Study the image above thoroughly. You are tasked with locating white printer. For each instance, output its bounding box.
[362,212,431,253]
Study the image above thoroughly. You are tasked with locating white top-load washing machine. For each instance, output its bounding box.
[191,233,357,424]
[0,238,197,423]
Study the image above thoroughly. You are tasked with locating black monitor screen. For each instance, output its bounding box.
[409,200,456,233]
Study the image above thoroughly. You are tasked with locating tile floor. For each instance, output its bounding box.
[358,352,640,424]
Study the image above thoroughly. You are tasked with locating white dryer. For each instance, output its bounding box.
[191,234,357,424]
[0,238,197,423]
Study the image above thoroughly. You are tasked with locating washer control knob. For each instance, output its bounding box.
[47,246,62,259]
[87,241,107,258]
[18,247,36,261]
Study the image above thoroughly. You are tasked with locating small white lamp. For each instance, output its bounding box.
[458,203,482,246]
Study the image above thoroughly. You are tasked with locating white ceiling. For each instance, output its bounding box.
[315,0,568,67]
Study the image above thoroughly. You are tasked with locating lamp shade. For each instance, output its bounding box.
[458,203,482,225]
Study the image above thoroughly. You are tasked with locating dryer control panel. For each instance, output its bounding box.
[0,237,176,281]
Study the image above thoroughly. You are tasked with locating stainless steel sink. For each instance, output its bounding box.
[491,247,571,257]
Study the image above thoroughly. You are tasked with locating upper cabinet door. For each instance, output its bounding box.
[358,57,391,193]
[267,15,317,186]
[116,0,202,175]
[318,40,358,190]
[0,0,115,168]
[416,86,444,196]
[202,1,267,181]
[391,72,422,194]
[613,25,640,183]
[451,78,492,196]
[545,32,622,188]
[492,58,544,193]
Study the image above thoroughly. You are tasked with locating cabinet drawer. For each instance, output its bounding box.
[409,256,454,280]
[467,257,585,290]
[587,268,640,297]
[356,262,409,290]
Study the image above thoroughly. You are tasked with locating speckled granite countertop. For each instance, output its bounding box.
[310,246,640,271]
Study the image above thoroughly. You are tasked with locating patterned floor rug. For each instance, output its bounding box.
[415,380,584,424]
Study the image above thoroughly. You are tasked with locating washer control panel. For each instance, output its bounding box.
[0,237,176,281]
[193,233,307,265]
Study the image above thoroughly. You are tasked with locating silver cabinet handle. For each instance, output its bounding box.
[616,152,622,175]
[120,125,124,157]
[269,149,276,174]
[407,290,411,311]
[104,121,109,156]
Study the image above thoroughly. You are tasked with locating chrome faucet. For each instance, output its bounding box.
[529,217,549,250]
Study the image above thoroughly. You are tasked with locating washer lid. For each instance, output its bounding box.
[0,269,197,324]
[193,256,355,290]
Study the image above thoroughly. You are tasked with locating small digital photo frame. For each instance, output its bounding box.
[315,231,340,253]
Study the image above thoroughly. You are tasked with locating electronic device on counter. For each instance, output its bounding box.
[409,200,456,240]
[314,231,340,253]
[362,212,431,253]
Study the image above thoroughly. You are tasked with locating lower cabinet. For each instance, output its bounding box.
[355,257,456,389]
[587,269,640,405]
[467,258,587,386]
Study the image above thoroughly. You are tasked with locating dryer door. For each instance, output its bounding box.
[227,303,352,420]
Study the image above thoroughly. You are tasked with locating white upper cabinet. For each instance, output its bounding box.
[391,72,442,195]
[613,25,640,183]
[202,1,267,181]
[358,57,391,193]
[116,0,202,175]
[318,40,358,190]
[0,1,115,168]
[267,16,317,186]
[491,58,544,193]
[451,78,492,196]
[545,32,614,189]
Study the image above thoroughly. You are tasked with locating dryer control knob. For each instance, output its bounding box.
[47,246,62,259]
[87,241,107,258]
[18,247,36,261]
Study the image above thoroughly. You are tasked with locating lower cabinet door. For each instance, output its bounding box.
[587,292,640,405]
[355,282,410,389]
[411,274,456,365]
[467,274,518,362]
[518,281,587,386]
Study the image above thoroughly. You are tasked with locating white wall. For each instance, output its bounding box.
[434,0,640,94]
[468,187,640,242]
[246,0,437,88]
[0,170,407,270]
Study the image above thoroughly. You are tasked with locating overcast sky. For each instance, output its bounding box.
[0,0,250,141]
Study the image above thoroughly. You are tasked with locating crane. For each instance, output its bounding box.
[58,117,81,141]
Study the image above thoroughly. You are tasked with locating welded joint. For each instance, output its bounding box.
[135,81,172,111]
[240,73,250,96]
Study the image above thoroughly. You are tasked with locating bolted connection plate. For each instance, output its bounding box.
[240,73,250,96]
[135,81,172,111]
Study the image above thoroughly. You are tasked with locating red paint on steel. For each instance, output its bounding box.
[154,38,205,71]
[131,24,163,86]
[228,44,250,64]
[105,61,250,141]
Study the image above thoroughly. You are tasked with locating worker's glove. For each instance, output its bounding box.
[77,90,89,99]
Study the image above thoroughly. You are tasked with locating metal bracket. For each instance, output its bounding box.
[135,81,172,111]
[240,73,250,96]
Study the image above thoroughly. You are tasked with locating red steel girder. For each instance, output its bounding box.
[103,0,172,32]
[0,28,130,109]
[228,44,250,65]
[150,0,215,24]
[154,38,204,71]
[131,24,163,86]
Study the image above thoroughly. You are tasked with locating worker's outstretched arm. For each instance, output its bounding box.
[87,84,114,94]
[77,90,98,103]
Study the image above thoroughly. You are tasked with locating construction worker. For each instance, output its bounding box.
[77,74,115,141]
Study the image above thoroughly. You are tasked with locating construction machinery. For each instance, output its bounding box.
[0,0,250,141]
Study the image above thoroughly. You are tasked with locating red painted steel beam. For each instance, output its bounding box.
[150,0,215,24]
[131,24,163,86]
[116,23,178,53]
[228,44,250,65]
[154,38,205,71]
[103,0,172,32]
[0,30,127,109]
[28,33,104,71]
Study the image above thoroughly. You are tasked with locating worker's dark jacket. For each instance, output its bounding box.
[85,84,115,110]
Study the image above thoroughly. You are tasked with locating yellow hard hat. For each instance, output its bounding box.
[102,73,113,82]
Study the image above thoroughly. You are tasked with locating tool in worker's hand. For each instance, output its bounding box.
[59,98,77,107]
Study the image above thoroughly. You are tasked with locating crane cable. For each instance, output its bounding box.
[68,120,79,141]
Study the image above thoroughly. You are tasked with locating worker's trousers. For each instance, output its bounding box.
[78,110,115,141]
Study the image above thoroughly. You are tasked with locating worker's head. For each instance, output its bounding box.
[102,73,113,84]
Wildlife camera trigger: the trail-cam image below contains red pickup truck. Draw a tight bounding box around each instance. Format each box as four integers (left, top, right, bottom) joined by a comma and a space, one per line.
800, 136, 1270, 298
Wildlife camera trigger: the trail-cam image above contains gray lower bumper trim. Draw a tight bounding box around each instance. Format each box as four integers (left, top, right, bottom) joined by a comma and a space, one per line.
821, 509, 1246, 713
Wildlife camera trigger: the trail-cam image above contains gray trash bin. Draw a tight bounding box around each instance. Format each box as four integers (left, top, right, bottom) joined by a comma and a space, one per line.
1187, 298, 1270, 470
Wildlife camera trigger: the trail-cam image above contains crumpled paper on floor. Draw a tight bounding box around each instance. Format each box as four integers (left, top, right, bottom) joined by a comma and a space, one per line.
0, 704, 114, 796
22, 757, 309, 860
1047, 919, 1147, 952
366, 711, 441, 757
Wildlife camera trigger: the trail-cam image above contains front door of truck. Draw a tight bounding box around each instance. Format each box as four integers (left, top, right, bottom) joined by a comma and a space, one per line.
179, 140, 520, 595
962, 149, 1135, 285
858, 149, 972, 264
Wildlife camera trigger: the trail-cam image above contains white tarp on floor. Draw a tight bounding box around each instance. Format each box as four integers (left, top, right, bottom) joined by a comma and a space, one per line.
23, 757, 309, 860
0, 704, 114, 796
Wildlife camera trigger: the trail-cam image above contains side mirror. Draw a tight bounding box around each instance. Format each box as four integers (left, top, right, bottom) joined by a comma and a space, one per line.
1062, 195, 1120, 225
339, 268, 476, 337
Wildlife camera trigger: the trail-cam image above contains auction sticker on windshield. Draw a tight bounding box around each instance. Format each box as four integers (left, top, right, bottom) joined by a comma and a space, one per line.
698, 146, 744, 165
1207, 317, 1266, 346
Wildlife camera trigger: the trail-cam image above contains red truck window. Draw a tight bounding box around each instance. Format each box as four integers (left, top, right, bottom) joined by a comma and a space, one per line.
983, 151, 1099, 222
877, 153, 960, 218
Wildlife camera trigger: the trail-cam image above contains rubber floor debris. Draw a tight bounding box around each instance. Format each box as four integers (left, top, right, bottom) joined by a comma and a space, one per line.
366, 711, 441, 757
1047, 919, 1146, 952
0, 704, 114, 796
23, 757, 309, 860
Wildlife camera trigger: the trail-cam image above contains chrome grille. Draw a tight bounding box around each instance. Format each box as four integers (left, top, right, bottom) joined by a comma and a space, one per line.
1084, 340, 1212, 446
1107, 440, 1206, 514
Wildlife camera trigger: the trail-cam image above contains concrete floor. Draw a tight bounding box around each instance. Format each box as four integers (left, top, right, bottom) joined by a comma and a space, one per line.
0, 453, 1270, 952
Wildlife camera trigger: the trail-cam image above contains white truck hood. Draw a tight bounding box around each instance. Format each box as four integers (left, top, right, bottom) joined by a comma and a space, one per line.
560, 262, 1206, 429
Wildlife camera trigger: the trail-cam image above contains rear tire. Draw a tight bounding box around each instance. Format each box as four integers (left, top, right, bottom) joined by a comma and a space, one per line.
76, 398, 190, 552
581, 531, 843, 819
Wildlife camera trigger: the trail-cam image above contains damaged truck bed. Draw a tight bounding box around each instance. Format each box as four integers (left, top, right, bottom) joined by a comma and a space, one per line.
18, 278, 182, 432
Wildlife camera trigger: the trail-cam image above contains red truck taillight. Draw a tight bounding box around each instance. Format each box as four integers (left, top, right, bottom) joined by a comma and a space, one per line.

------------------------------------------------------------------------

*What is needed:* Reproduce verbatim everything from the line containing "wall. For each instance, output its bounding box." down to the line containing "[0,170,407,270]", including both of those lines.

*Response for this exercise:*
Study the image above thoroughly. You are tasked with locating white wall. For each instance, output its bounding box.
[434,0,640,94]
[468,187,640,242]
[246,0,437,88]
[0,170,407,270]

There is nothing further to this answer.